___ Selected passage ___
Harvard Study – Faith improves mental health outcomes - Part 2

Harvard Study – Faith improves mental health outcomes - Part 2  

Bottom Line: Yesterday I shared remarkable research from Harvard demonstrating a direct connection between faith and mental health. In case you missed it here are a few highlights: 

By the age of 20 those raised with religious practices average being... 

  • 18% happier 
  • 30% more likely to help others 
  • 33% less likely to engage in substance abuse

What’s more is that those who fared best were those who prayed daily. In other words, having faith in one’s life in any capacity provided benefit, the more involved with one’s faith one was, the greater the benefit.  

In today’s follow up I want to illustrate a few points about what’s happened to education outcomes and mental health since we actively began to remove faith and God from the classroom and society generally.
___ Material provided ___
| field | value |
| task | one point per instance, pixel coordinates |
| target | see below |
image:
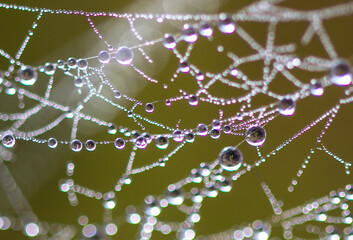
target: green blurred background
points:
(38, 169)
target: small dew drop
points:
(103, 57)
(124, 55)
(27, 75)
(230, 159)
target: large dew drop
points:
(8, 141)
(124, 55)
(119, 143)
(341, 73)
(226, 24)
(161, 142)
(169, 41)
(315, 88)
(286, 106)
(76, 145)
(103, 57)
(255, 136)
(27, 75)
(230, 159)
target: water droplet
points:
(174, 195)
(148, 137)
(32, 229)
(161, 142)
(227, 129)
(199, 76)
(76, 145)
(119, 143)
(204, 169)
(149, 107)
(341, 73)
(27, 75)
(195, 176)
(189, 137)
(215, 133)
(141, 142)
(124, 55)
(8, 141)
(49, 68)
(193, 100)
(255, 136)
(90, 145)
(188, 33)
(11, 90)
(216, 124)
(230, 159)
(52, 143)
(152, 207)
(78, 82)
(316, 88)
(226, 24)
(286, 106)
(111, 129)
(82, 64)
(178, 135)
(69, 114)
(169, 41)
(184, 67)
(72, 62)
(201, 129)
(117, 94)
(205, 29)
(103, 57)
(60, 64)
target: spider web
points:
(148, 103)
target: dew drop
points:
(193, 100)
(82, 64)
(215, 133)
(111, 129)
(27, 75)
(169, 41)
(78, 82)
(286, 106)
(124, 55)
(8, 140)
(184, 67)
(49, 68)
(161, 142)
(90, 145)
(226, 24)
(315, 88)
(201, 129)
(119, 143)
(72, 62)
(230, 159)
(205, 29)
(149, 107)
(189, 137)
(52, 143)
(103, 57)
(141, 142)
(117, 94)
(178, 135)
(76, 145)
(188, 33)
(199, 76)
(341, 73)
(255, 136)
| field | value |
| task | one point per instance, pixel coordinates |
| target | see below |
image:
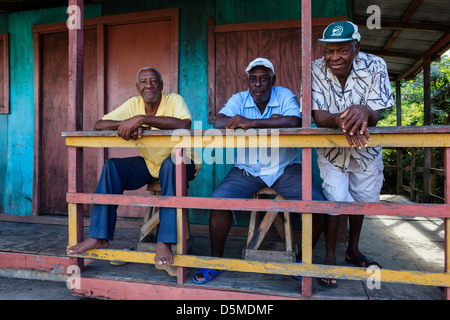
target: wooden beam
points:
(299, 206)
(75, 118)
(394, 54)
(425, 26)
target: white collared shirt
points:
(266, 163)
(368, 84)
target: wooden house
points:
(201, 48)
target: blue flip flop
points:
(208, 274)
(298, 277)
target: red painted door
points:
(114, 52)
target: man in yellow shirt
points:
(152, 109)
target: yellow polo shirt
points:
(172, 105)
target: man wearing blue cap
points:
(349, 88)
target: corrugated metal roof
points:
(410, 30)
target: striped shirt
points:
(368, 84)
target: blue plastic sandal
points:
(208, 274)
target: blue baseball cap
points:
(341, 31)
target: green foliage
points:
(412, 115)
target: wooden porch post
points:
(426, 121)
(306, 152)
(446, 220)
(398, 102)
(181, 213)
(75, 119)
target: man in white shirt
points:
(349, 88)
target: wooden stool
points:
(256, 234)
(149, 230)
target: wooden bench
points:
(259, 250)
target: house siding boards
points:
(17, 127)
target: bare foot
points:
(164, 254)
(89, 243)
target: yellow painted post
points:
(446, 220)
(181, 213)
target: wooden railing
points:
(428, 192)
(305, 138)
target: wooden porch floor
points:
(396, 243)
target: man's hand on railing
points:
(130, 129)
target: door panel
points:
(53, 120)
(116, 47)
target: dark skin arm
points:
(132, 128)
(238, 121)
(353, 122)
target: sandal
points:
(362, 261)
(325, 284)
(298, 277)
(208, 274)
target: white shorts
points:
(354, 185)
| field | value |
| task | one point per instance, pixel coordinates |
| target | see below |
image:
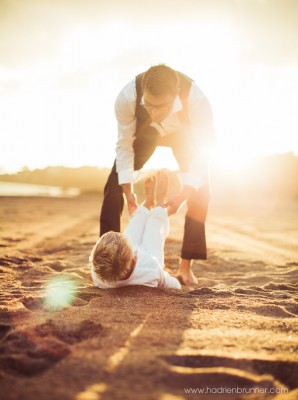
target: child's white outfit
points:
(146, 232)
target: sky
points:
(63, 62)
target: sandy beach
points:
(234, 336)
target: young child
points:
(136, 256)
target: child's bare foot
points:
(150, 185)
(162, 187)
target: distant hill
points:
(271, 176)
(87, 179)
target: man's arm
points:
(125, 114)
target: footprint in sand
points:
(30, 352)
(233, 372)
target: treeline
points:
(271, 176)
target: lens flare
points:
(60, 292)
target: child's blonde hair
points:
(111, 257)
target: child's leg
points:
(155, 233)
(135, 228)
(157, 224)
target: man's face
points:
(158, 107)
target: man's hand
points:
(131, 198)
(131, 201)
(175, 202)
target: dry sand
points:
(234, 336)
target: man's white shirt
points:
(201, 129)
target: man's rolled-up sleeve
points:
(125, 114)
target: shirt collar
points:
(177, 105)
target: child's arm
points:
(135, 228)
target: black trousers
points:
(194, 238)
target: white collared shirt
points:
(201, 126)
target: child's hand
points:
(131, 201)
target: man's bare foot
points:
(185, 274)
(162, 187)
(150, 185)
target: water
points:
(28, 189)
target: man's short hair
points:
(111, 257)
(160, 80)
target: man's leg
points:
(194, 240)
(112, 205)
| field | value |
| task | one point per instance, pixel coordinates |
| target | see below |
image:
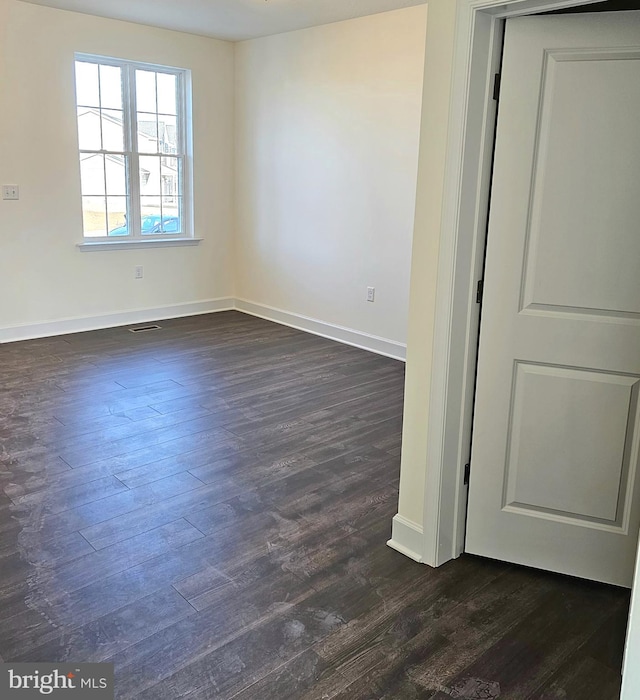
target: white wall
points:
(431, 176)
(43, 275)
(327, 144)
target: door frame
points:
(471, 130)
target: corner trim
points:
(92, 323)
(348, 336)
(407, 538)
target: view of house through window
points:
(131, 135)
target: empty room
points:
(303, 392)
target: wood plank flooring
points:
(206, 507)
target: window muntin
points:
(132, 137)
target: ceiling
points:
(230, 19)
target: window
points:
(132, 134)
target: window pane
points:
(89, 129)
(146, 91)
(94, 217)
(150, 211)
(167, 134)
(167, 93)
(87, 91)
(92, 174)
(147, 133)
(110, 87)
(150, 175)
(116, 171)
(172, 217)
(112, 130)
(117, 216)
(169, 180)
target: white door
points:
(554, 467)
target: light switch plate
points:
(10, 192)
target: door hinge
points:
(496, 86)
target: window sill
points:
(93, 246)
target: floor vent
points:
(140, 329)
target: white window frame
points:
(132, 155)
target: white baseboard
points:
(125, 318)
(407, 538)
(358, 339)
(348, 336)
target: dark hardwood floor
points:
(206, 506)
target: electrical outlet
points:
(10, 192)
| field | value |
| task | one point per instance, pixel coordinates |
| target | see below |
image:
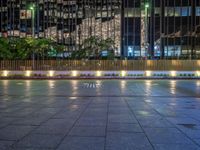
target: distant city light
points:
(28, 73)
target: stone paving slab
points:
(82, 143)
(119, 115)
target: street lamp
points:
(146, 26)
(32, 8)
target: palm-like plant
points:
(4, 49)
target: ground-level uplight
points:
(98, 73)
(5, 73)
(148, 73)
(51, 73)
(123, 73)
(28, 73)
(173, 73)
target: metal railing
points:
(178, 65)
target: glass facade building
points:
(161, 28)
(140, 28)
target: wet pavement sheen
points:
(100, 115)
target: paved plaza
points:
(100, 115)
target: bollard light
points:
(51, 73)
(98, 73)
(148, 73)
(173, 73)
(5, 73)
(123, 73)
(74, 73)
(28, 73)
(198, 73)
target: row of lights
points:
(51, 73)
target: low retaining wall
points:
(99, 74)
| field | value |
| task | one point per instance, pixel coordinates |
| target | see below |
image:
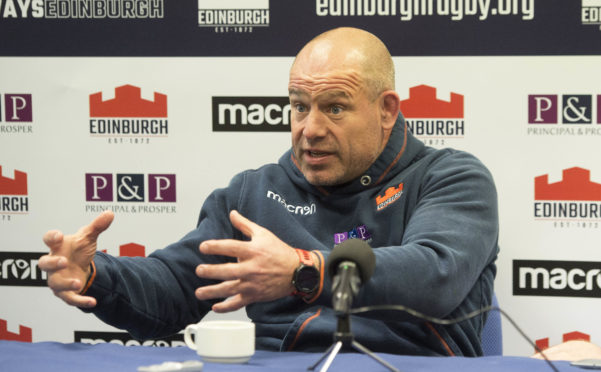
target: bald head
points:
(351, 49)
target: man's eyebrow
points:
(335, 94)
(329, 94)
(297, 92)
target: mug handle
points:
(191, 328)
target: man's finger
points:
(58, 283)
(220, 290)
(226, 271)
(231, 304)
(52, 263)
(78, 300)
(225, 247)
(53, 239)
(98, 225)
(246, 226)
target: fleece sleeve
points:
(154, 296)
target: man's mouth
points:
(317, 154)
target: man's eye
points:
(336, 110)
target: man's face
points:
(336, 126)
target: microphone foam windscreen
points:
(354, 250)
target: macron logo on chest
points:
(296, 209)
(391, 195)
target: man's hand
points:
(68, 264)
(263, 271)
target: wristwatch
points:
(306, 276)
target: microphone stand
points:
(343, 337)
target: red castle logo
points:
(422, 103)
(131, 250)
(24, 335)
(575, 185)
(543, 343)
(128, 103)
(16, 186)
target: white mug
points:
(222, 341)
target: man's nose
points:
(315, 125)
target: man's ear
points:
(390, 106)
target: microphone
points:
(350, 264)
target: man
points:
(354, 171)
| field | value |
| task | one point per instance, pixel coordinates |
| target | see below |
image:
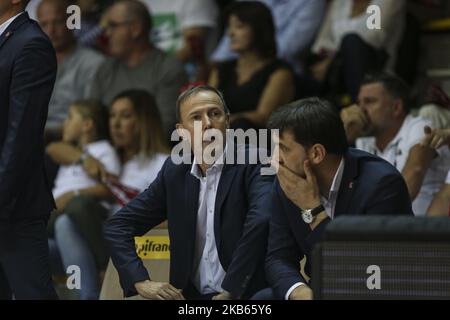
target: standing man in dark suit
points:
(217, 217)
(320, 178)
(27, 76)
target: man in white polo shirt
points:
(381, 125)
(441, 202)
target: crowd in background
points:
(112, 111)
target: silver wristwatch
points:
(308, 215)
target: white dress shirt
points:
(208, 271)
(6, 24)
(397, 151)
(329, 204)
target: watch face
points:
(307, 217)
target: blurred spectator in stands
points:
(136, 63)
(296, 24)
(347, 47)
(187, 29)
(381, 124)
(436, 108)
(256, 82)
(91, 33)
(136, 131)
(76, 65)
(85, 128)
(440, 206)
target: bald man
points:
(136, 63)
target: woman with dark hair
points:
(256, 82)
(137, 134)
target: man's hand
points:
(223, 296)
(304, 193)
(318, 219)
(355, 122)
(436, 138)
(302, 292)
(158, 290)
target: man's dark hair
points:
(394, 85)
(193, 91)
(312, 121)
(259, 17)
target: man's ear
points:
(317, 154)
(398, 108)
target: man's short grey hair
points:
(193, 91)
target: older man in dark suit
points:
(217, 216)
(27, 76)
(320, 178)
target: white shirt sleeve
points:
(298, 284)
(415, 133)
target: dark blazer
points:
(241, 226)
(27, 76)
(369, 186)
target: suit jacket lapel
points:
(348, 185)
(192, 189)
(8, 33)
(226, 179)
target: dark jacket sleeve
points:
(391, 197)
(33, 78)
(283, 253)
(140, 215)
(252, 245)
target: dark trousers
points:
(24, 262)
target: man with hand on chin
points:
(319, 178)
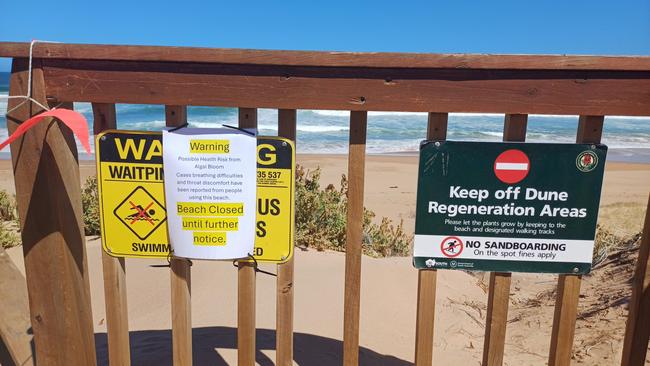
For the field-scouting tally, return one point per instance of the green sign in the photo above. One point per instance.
___
» Brief
Quote the full text on the Harvard study of faith and mental health word for word.

» Answer
Harvard Study – Faith improves mental health outcomes - Part 2

Harvard Study – Faith improves mental health outcomes - Part 2  

Bottom Line: Yesterday I shared remarkable research from Harvard demonstrating a direct connection between faith and mental health. In case you missed it here are a few highlights: 

By the age of 20 those raised with religious practices average being... 

  • 18% happier 
  • 30% more likely to help others 
  • 33% less likely to engage in substance abuse

What’s more is that those who fared best were those who prayed daily. In other words, having faith in one’s life in any capacity provided benefit, the more involved with one’s faith one was, the greater the benefit.  

In today’s follow up I want to illustrate a few points about what’s happened to education outcomes and mental health since we actively began to remove faith and God from the classroom and society generally.